- **Provided data**
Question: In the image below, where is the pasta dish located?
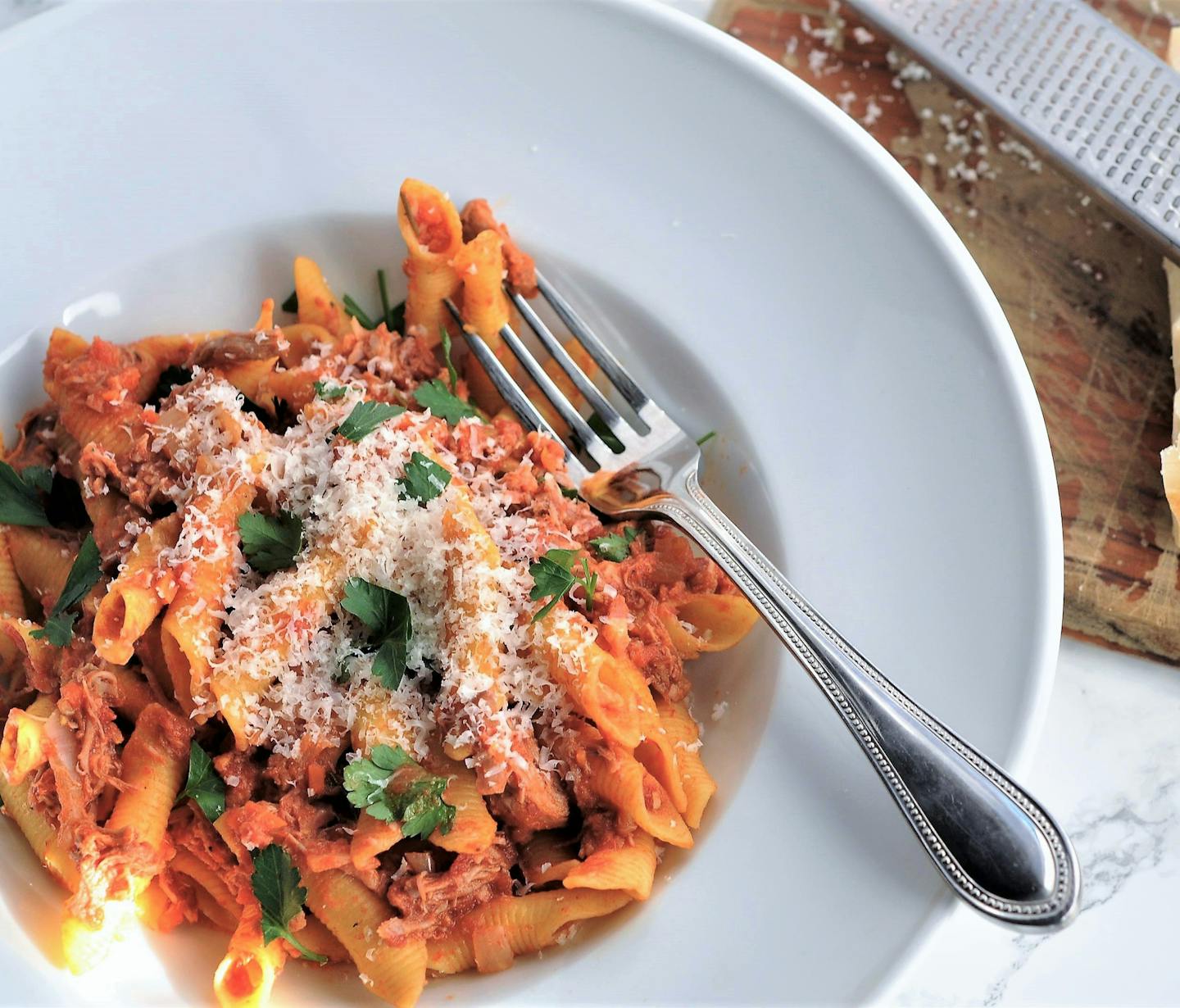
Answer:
[0,179,756,1006]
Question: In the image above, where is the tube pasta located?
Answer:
[676,595,757,657]
[0,179,750,1008]
[561,830,659,899]
[0,773,79,891]
[159,483,254,724]
[303,871,426,1008]
[533,611,651,750]
[93,512,183,665]
[214,912,287,1008]
[0,692,53,785]
[427,889,631,974]
[397,178,462,347]
[107,703,193,853]
[295,257,352,338]
[656,700,718,830]
[7,525,78,613]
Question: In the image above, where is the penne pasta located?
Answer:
[0,179,756,1008]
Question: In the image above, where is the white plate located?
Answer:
[0,2,1062,1006]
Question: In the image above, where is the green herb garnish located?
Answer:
[344,746,454,837]
[439,326,459,392]
[397,452,451,504]
[590,528,639,563]
[340,577,414,689]
[414,378,479,425]
[30,534,102,648]
[587,413,623,453]
[250,844,328,962]
[313,381,348,402]
[340,294,378,329]
[0,461,53,529]
[176,742,225,823]
[20,465,53,493]
[336,399,406,442]
[529,550,598,623]
[237,511,303,574]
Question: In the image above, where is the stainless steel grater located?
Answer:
[846,0,1180,260]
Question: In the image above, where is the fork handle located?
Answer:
[648,466,1081,929]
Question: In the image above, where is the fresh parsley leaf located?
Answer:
[587,413,623,455]
[30,613,78,648]
[344,746,454,837]
[176,742,225,823]
[0,461,52,529]
[340,577,414,689]
[397,452,451,504]
[373,637,411,689]
[590,528,639,563]
[439,326,459,392]
[148,364,193,402]
[250,844,328,962]
[414,378,479,424]
[336,399,406,442]
[237,511,303,574]
[20,465,53,493]
[315,381,348,402]
[529,550,598,623]
[30,534,102,648]
[386,301,406,333]
[341,294,378,329]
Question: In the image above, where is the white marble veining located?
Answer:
[882,640,1180,1008]
[0,0,1180,1008]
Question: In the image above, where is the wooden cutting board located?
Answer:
[709,0,1180,663]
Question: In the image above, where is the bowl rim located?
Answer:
[0,0,1064,1003]
[618,0,1065,1003]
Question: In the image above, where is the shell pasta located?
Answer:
[0,179,756,1008]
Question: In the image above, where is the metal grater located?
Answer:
[847,0,1180,260]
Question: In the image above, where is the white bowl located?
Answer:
[0,2,1062,1006]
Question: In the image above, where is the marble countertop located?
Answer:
[0,0,1180,1006]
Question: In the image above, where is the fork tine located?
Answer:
[537,270,651,413]
[443,297,590,486]
[501,325,616,466]
[505,287,628,437]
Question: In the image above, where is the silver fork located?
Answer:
[447,274,1081,929]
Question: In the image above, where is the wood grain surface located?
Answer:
[710,0,1180,663]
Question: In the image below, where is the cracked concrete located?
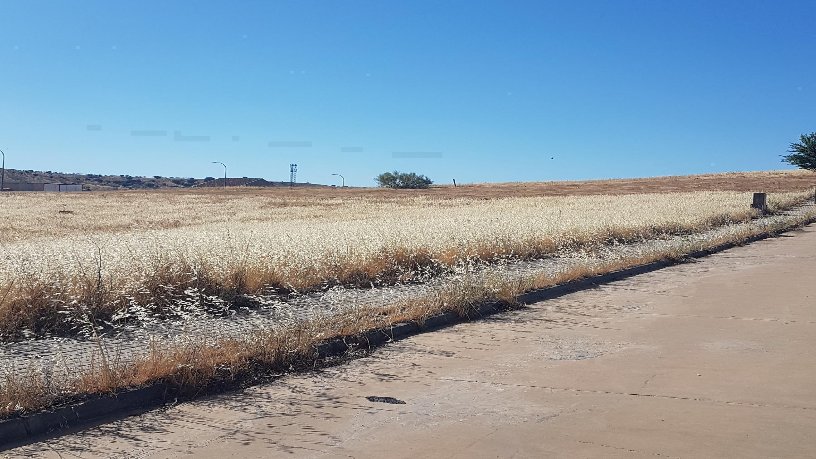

- **Objective**
Rewrite every record from the line containing "Question: In the image above, where is the shell" down to the line containing "[0,0,1180,1006]", both included, keeping each request line as it is. Scale the bounding-box coordinates in the answers by 2.15, rounding each to a whole number with halves rounded up.

- **Exercise solution**
Question: In the image above, where is the shell pasta located?
Answer:
[0,385,1625,2167]
Question: In the image above, where is the metal grater located?
Answer:
[1821,0,2537,559]
Question: In the image above, where is the white bowl located?
Answer:
[0,4,2283,2163]
Question: In the image above, where is the marble countertop located?
Answer:
[0,0,2537,2163]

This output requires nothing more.